(Items from a dataset)
⁂

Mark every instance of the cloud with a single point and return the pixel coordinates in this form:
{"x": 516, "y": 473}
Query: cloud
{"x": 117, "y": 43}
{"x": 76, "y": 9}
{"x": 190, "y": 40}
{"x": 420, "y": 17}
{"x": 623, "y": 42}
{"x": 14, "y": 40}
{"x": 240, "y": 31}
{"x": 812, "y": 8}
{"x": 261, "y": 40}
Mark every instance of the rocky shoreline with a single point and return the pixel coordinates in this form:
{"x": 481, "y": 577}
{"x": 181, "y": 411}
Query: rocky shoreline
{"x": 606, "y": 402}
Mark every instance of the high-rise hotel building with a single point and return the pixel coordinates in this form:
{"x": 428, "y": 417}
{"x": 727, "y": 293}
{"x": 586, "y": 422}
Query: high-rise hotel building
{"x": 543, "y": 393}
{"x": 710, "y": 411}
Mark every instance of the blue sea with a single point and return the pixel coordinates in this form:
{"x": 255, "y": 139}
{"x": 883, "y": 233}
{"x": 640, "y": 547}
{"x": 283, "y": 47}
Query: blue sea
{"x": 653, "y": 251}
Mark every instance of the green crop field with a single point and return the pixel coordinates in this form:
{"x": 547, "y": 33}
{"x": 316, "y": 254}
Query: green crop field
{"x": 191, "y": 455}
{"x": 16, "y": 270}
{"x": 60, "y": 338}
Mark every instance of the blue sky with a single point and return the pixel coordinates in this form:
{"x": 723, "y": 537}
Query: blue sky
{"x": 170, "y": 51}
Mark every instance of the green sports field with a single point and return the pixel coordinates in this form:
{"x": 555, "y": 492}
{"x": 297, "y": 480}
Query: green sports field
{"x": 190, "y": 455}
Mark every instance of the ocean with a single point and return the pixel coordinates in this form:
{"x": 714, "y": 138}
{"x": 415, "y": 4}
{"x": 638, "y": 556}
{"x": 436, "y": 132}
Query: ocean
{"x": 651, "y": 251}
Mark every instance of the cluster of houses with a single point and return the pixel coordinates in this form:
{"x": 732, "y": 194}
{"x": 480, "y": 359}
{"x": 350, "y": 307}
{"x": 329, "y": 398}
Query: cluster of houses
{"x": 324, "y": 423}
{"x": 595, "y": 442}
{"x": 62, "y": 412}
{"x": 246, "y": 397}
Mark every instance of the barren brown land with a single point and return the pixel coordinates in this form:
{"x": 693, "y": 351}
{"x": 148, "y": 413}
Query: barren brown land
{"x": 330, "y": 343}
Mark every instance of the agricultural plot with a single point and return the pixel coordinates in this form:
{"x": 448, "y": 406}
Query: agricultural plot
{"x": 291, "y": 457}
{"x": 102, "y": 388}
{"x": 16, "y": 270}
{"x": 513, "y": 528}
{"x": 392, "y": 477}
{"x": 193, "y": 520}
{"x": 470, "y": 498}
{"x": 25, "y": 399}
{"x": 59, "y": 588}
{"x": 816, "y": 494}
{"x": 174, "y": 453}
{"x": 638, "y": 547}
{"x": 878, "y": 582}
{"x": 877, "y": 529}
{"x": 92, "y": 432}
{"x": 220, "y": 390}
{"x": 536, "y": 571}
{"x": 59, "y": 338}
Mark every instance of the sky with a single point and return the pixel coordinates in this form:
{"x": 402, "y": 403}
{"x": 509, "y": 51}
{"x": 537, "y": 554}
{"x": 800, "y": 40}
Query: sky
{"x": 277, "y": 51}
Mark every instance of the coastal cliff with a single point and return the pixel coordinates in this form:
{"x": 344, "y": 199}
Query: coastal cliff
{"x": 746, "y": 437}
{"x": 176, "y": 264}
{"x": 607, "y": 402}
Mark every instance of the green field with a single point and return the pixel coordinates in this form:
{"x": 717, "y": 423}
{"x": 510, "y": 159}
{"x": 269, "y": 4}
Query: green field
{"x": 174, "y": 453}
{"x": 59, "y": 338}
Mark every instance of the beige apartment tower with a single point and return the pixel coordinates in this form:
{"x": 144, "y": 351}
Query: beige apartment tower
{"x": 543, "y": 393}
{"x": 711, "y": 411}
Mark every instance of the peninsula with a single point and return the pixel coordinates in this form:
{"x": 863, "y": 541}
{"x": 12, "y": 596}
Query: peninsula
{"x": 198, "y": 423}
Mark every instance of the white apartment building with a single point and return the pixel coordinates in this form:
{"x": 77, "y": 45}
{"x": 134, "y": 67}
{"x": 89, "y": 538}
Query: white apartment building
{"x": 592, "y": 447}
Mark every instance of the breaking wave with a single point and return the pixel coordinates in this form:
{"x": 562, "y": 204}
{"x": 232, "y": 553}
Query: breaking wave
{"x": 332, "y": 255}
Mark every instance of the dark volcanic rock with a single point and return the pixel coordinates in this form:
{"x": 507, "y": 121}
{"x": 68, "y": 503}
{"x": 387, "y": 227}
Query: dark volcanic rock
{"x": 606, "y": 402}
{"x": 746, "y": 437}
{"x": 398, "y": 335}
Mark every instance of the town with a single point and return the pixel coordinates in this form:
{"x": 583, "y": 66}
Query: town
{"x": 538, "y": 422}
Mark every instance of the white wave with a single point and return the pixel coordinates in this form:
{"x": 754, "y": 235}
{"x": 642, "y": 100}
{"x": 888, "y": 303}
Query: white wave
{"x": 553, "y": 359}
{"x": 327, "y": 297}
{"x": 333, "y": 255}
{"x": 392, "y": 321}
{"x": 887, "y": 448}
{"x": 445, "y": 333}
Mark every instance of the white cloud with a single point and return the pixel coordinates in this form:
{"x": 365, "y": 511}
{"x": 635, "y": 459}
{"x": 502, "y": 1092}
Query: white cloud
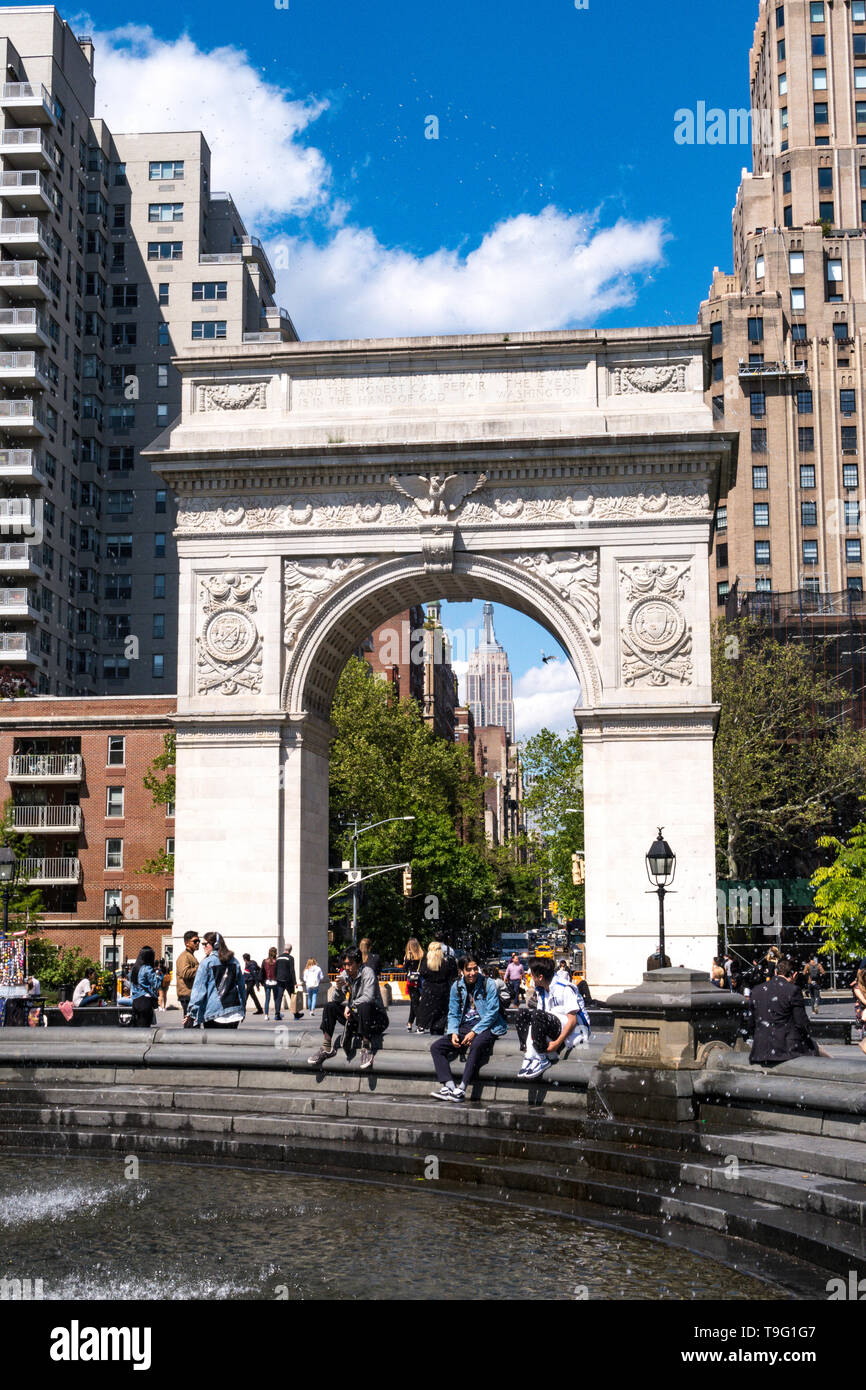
{"x": 545, "y": 698}
{"x": 528, "y": 273}
{"x": 549, "y": 270}
{"x": 252, "y": 125}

⁂

DIRECTIONS ->
Print the records again exactly, pictures excluded.

SOLUTION FOR THIS PROBLEM ->
Mark every instance of the cloud with a single point and return the pixel coordinates in this form:
{"x": 516, "y": 473}
Query: cloud
{"x": 117, "y": 43}
{"x": 76, "y": 9}
{"x": 190, "y": 40}
{"x": 420, "y": 17}
{"x": 623, "y": 42}
{"x": 14, "y": 40}
{"x": 240, "y": 31}
{"x": 812, "y": 8}
{"x": 261, "y": 40}
Mark every instance of the rocky shoreline with a single point and return the pixel coordinates in this form:
{"x": 481, "y": 577}
{"x": 181, "y": 411}
Query: rocky shoreline
{"x": 606, "y": 402}
Mark every instance of the high-rise hotel building with a single point and return the pixel coordinates in this form:
{"x": 428, "y": 417}
{"x": 727, "y": 293}
{"x": 586, "y": 422}
Query: high-rise hotel building
{"x": 543, "y": 393}
{"x": 710, "y": 411}
Mark every instance of the blue sea with a single point and return the pixel coordinates in this form:
{"x": 255, "y": 139}
{"x": 883, "y": 233}
{"x": 640, "y": 547}
{"x": 283, "y": 47}
Query: blue sea
{"x": 653, "y": 251}
Mark every instance of the green crop field with a single point and return the pixel coordinates in this form:
{"x": 547, "y": 33}
{"x": 316, "y": 254}
Query: green crop field
{"x": 191, "y": 455}
{"x": 16, "y": 270}
{"x": 60, "y": 338}
Mark every instance of the blue sky with a single point and return the pixel coordinates in this form:
{"x": 723, "y": 537}
Query: blue sky
{"x": 170, "y": 51}
Mark every instance of the green sports field with a single point and return the pixel coordinates in this form:
{"x": 555, "y": 492}
{"x": 297, "y": 480}
Query: green sports field
{"x": 190, "y": 455}
Mark every instance of the ocean with a single point and return the pixel coordinates in this form:
{"x": 714, "y": 138}
{"x": 415, "y": 4}
{"x": 638, "y": 556}
{"x": 436, "y": 132}
Query: ocean
{"x": 651, "y": 251}
Mark every instance of the cluster of houses with a single point and return the pixel coordinates in this form:
{"x": 732, "y": 194}
{"x": 480, "y": 359}
{"x": 350, "y": 307}
{"x": 329, "y": 398}
Query: cluster of houses
{"x": 324, "y": 423}
{"x": 595, "y": 442}
{"x": 62, "y": 412}
{"x": 246, "y": 397}
Mark every instance of the barren brown land with a single point and return the pixel coordinates in this form:
{"x": 693, "y": 351}
{"x": 148, "y": 413}
Query: barren brown land
{"x": 330, "y": 343}
Mark every instance of the agricultural plot with a single point and return the pixel coordinates in this form:
{"x": 448, "y": 406}
Query: agricultural plot
{"x": 291, "y": 457}
{"x": 102, "y": 388}
{"x": 16, "y": 270}
{"x": 513, "y": 528}
{"x": 392, "y": 477}
{"x": 193, "y": 520}
{"x": 470, "y": 498}
{"x": 25, "y": 399}
{"x": 59, "y": 588}
{"x": 816, "y": 494}
{"x": 174, "y": 453}
{"x": 638, "y": 547}
{"x": 878, "y": 582}
{"x": 877, "y": 529}
{"x": 92, "y": 432}
{"x": 220, "y": 390}
{"x": 536, "y": 571}
{"x": 59, "y": 338}
Mark every instance of the sky with a single point and return the pixel coordinates in this form:
{"x": 402, "y": 403}
{"x": 509, "y": 51}
{"x": 537, "y": 554}
{"x": 800, "y": 40}
Query: sky
{"x": 277, "y": 51}
Mark every instance of the coastal cliff with a single point and return the pixel coordinates in this form:
{"x": 344, "y": 199}
Query: coastal cliff
{"x": 746, "y": 437}
{"x": 176, "y": 264}
{"x": 607, "y": 402}
Mark every instance of the green field with a single point and return the pixel coordinates in this form:
{"x": 717, "y": 423}
{"x": 510, "y": 159}
{"x": 269, "y": 4}
Query: green field
{"x": 174, "y": 453}
{"x": 59, "y": 338}
Mark every instance of the beige apartment tower with a single point and return the pixel coordinates in this form:
{"x": 144, "y": 351}
Query: beige apartment tower
{"x": 543, "y": 393}
{"x": 711, "y": 411}
Mark every instance of the peninsula with a single point and return the pixel coordinates in this form:
{"x": 863, "y": 541}
{"x": 12, "y": 596}
Query: peninsula
{"x": 198, "y": 423}
Mark every instance of the white apartment building with a single point and return the pixel coordinates in this form:
{"x": 77, "y": 45}
{"x": 134, "y": 67}
{"x": 89, "y": 538}
Query: white apartment building
{"x": 592, "y": 447}
Mark every instance of the breaking wave with a single point and return the pixel coordinates in this form:
{"x": 562, "y": 204}
{"x": 232, "y": 553}
Query: breaking wave
{"x": 332, "y": 255}
Mark every instance of the dark volcanic rock with a single point and return the pixel coordinates in this form:
{"x": 507, "y": 121}
{"x": 68, "y": 503}
{"x": 387, "y": 227}
Query: dark volcanic rock
{"x": 606, "y": 402}
{"x": 746, "y": 437}
{"x": 398, "y": 335}
Mark every instance of the town with a single point and return the pixel coordinates in this form:
{"x": 583, "y": 66}
Query: town
{"x": 538, "y": 422}
Mark every instance of the white wave with a single point and return the pixel coordinates in this form:
{"x": 754, "y": 235}
{"x": 642, "y": 100}
{"x": 888, "y": 303}
Query: white wave
{"x": 553, "y": 359}
{"x": 327, "y": 297}
{"x": 333, "y": 255}
{"x": 392, "y": 321}
{"x": 887, "y": 448}
{"x": 445, "y": 333}
Mark every instance of the white cloud with a single point and return the pixel coordinates in this form:
{"x": 365, "y": 511}
{"x": 635, "y": 459}
{"x": 502, "y": 1092}
Query: white cloud
{"x": 545, "y": 698}
{"x": 528, "y": 273}
{"x": 549, "y": 270}
{"x": 252, "y": 125}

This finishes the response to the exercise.